_PROBLEM REQUIREMENTS_
Copy each line of the records that holds the string "window".

_EXTRACTED DATA_
********************

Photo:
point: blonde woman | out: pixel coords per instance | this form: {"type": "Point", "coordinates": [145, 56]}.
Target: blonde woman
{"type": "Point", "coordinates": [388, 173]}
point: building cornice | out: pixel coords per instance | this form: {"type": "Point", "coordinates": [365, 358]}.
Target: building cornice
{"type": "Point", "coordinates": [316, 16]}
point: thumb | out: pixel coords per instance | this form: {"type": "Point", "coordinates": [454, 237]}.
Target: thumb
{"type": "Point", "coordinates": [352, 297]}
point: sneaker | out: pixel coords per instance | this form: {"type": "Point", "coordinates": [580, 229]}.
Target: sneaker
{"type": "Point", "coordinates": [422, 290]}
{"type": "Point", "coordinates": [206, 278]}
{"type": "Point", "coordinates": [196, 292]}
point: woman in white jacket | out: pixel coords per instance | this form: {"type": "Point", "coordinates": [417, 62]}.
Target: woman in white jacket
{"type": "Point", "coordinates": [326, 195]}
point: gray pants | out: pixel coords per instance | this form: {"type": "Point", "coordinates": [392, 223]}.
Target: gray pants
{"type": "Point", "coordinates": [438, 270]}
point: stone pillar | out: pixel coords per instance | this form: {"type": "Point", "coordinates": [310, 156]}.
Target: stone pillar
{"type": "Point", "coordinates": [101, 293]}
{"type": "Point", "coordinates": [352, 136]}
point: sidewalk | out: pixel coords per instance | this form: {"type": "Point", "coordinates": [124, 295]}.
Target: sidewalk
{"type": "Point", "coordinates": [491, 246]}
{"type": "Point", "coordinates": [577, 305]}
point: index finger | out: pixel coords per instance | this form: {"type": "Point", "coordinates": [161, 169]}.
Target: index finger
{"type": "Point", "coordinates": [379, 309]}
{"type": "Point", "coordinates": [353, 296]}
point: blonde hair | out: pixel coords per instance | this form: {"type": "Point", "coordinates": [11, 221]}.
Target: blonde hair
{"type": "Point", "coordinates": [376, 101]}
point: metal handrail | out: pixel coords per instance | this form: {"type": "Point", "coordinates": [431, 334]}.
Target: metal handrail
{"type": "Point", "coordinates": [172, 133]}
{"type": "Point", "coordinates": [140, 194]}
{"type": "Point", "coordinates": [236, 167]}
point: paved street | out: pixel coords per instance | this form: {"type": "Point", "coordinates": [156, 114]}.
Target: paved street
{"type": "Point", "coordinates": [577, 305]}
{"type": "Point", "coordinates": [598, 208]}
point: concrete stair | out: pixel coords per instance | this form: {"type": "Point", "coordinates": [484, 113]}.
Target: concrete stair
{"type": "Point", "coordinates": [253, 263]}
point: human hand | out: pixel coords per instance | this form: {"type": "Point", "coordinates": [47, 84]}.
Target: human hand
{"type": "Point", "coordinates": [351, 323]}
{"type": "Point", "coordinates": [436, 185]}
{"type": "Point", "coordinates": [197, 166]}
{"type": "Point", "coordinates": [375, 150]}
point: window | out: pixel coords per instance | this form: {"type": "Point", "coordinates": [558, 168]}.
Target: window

********************

_REPLY TO THE TASK_
point: window | out: pixel coords per instance | this form: {"type": "Point", "coordinates": [558, 168]}.
Target: window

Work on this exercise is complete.